GIVEN PROBLEM:
Select and copy each line of the records that contains the string "white", matching case.

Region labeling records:
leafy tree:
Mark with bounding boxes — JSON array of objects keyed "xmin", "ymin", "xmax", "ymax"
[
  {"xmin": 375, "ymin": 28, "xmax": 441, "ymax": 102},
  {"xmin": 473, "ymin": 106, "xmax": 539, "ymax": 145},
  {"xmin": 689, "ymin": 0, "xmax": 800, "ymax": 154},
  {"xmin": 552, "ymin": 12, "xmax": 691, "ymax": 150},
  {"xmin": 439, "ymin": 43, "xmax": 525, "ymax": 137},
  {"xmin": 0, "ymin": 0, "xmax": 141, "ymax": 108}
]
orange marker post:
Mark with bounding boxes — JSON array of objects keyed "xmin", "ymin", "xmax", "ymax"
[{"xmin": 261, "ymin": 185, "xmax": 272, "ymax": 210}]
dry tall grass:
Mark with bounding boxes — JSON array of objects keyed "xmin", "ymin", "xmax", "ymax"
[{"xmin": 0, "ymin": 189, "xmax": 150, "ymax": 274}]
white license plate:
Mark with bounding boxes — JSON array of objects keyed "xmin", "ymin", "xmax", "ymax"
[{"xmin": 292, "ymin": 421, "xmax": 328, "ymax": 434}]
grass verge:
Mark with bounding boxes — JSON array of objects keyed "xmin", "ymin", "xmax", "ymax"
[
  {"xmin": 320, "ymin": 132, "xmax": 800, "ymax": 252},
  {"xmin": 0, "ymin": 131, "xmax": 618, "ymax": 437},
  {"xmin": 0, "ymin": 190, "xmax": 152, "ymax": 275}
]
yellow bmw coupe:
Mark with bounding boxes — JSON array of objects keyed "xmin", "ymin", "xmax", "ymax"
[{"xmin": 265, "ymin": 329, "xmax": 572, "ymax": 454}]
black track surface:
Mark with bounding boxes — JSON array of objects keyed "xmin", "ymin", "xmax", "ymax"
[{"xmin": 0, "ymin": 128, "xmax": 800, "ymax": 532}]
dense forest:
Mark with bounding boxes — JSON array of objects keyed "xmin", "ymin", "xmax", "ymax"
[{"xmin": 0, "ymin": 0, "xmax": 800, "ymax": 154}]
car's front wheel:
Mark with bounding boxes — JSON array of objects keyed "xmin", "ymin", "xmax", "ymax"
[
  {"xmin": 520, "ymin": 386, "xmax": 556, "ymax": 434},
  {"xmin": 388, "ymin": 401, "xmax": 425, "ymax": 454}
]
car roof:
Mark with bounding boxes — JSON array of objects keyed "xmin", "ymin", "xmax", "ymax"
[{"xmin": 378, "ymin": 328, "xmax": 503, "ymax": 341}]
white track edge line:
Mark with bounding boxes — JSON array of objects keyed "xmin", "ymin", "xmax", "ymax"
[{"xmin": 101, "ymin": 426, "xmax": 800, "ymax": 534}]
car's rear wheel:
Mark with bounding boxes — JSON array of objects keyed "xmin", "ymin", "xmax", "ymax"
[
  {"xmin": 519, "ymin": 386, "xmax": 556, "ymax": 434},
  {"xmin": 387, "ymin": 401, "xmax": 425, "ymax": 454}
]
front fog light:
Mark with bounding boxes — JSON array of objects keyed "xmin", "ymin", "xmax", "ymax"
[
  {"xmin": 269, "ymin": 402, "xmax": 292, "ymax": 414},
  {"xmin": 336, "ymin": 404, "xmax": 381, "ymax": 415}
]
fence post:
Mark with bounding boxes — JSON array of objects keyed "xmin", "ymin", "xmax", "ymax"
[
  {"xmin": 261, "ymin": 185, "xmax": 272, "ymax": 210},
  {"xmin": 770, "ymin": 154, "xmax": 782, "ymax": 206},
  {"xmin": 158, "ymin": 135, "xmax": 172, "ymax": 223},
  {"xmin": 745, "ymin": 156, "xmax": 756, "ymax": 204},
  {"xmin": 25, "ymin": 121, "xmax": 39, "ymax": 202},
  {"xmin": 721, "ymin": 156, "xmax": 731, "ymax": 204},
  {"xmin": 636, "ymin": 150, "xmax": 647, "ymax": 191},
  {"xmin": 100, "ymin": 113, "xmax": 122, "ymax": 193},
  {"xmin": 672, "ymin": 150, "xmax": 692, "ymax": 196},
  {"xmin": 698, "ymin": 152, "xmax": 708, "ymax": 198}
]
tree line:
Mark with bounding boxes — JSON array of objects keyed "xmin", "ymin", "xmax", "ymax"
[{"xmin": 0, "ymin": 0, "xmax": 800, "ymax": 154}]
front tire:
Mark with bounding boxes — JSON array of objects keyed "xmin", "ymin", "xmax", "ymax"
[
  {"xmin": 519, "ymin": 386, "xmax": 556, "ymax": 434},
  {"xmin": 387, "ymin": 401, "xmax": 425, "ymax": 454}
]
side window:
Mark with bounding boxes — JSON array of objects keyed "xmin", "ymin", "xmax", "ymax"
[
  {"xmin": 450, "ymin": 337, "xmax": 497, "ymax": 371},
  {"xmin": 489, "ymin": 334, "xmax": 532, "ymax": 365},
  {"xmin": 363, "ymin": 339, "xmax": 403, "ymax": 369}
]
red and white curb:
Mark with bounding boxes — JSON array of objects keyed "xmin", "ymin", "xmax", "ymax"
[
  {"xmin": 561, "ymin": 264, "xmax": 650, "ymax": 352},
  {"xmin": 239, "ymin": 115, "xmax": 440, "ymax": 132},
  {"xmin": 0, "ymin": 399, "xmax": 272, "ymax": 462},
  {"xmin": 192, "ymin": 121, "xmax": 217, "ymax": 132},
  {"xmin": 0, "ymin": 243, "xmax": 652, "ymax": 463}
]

THE ANSWER:
white license plate:
white track edge line:
red and white curb:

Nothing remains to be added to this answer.